## SET EXERCISE
Write out the lines below word for word, beginning at the line that contains "Could you please point out the wooden" and stopping after the last line of the records.

## STORED ROWS

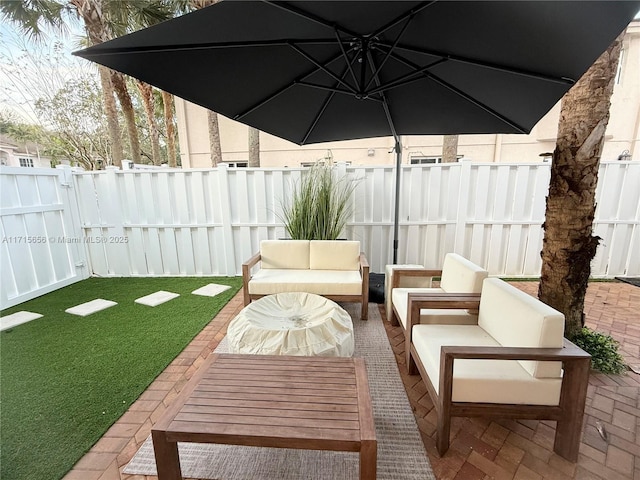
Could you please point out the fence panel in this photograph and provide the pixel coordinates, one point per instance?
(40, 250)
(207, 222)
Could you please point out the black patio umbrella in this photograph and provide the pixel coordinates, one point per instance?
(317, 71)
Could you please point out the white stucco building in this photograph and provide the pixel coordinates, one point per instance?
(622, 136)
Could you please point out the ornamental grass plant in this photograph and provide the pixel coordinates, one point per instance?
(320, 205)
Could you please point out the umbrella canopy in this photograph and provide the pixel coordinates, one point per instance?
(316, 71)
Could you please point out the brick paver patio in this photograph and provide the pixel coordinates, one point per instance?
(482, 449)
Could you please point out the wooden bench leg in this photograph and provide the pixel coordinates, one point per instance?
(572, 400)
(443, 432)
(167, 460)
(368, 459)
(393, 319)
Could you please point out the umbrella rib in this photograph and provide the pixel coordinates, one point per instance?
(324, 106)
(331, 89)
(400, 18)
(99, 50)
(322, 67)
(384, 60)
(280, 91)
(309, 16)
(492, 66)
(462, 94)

## TASK OUTPUT
Could you please point out the wooden bench leg in this photograph and provide the pixel coordinates, one point per instance?
(572, 400)
(443, 432)
(167, 460)
(368, 459)
(393, 319)
Could you please point out the umbrella rib in this photograph and provide the pixel coordinates, one point per instance?
(324, 106)
(331, 89)
(400, 18)
(99, 50)
(322, 67)
(384, 60)
(280, 91)
(309, 16)
(492, 66)
(462, 94)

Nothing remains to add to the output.